EXCERPT PROVIDED:
# # #

GLOWING paintings by Raphael and other masters, a majestic marble sculpture of Apollo Victorious by the Belgian artist Pietro Francavilla, exquisite religious artifacts and handsome Gothic art works are among the stunning Renaissance museum pieces in a new living history play at the Walters Art Gallery.
"Of Courts and Courtship: Scenes From the Renaissance" incorporates exhibits from the Walters' permanent collection in a blending of historical fact and fictional romance. The 60-minute comedy, written and directed by Gus Kaikkonen, is being performed in the museum's Renaissance Sculpture Court and Renaissance Paintings Gallery selected Sundays (2 p.m.) and Wednesdays (12:15 p.m.) through June 1991.
Kaikkonen's script, written in the formal, lyrical style of 15th century Italy, involves four individuals commenting on the skills of the time's brilliant artisans, the meaning of their works as well as social topics such as the pros and cons of marriage and a woman's rightful place in the Renaissance.
Swathed in colorful period costumes designed by Henry Carter Shaffer, the characters (played by local actors) are: Averardo Salviati, a noble Florentine banker in desperate need of funds, which he hopes to obtain through his granddaughter's arranged marriage; the independent granddaughter, Clarice, who is vehemently opposed to marriage; Lena, the philosophical servant who acts as narrator and arbitrator between all parties; and Carlo da Porto Thiene, the --ing suitor determined to win Clarice's reluctant heart.
Kaikkonen also scripted and directed the museum's first living history production, "Echoes of the Middle Ages" (1987-1988), which focused on the Walters' extensive medieval collection.
The concept for this unique program comes from Diane Brandt Stillman, director of education at the gallery. Stillman received a $49,000 grant from the Getty Foundation to produce the play and a video of the show (for eventual viewing by schools and public television audiences).
"The paintings in our exhibits made for marriage chests actually stimulated the whole idea," said Stillman, referring to the museum's delicately crafted terra cotta marriage plaques depicting Madonna and Child.
"The action takes place in an Italian palace, the Palazzo Salviati in Florence in the year 1599," said Stillman. "Our 1904 building is based on an Italian palace with courtyard and is a perfect setting for the show.
"It is wonderful the way the playwright conceived a believable story that cleverly weaves in information about the art works," she said. "To give the play authenticity, the costume designer created fabulous ensembles of brocades, velvets, fur and pearls."

# # #

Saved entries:
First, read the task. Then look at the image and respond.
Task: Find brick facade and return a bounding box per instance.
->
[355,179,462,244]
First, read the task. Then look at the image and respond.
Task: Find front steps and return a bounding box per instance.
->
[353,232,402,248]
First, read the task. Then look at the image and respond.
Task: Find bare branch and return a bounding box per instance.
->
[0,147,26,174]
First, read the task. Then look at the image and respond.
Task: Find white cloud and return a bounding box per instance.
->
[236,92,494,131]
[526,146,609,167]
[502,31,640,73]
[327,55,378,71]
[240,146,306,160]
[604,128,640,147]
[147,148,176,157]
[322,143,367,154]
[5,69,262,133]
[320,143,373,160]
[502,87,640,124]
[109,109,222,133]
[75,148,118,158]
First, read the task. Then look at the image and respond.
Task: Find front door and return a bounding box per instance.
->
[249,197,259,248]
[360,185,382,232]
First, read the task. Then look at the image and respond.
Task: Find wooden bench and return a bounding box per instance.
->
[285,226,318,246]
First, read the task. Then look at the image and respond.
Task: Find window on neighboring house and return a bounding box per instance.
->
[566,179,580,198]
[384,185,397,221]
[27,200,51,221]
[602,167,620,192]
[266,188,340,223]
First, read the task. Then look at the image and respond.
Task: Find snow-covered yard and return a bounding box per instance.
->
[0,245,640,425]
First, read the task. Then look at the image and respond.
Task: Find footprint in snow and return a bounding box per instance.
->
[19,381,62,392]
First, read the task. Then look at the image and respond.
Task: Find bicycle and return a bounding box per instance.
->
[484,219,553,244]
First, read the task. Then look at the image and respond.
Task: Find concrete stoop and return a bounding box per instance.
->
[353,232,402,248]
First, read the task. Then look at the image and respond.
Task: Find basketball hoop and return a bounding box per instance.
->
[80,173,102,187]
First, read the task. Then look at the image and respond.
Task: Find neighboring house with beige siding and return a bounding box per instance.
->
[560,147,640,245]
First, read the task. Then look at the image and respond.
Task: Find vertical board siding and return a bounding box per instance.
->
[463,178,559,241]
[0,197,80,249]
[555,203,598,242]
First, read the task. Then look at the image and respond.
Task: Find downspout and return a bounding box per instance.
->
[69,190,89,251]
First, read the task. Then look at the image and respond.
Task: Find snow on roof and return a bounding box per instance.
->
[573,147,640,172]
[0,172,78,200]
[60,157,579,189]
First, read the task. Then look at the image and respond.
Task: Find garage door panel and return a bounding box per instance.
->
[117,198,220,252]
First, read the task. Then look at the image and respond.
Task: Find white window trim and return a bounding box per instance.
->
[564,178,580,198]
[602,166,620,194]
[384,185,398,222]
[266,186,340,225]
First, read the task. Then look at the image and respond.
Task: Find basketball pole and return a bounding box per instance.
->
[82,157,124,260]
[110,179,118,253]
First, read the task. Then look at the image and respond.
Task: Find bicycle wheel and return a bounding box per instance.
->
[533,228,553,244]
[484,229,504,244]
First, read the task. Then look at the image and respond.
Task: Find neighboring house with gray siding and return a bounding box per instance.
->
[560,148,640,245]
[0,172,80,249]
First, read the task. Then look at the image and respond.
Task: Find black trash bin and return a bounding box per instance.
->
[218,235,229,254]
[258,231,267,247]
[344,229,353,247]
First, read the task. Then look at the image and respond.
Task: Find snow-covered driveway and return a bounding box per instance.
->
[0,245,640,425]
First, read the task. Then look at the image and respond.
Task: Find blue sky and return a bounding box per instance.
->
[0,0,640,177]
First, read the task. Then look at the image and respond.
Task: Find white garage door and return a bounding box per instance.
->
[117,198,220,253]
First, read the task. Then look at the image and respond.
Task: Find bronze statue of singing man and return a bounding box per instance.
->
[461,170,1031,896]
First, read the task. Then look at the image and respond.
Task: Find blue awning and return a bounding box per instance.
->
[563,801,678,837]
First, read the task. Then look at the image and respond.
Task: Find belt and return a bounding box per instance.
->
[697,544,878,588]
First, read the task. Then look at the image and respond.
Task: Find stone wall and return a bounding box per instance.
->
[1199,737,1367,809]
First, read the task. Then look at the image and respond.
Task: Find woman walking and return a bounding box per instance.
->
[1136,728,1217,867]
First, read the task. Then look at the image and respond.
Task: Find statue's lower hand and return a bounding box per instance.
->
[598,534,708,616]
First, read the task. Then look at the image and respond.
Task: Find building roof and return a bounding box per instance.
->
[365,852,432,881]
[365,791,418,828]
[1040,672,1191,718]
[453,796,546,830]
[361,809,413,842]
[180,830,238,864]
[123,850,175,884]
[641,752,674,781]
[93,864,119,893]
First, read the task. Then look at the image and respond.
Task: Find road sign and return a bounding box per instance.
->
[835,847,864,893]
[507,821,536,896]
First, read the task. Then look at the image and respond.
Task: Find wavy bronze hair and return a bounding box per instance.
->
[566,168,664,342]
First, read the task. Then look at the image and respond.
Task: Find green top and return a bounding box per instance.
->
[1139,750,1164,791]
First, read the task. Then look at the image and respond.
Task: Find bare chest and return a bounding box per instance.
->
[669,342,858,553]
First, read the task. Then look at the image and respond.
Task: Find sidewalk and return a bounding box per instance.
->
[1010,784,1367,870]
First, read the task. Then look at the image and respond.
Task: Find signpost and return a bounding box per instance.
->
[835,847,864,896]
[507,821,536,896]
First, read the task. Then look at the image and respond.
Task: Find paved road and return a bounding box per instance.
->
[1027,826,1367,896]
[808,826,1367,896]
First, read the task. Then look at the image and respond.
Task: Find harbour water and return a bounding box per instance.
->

# # #

PROBLEM SET:
**a.** Name every character in the play that the article about the Walters Art Gallery production describes.
**b.** Reproduce word for word the passage of the article about the Walters Art Gallery play that starts at the words "Swathed in colorful" and ends after "extensive medieval collection.".
**c.** Resume the article about the Walters Art Gallery play after its final sentence.
The listing plays no role in this work.

LIST OF ANSWERS:
**a.** Averardo Salviati, Clarice, Lena, Carlo da Porto Thiene

**b.**
Swathed in colorful period costumes designed by Henry Carter Shaffer, the characters (played by local actors) are: Averardo Salviati, a noble Florentine banker in desperate need of funds, which he hopes to obtain through his granddaughter's arranged marriage; the independent granddaughter, Clarice, who is vehemently opposed to marriage; Lena, the philosophical servant who acts as narrator and arbitrator between all parties; and Carlo da Porto Thiene, the --ing suitor determined to win Clarice's reluctant heart.
Kaikkonen also scripted and directed the museum's first living history production, "Echoes of the Middle Ages" (1987-1988), which focused on the Walters' extensive medieval collection.

**c.**
There are no seats or stage for this production. The audience is on foot constantly, following the players, who roam around the vast courtyard, shout from the balcony above and climb the broad marble steps leading to the Red and Green Galleries containing priceless Renaissance art.
As the performers move along they take turns offering entertaining monologues on the background of various paintings and sculptures. Often the theme of a particular piece will spark a debate among the characters.
Lurid tales of intrigue and murder among the members of the ruling Medici family of Florence (crimes committed for political power and royal favor) are told with gusto by the troupe as they pause before an impressive portrait of Maria Salviati and Cosimo de' Medici painted by Jacopo Carucci (called Pontormo).
Upon viewing the "Adam and Eve -- Garden of Eden" della Robbia workshop terra cotta wall sculpture, Clarice becomes upset when she sees that the head of the snake bears a likeness to Eve. She then cynically points out those paintings of women ruined by men.
Pausing before the "Myth of Io" by di Giovannia, Clarice tells of the princess, "once a happy girl," who was turned into a clumsy heifer by Zeus.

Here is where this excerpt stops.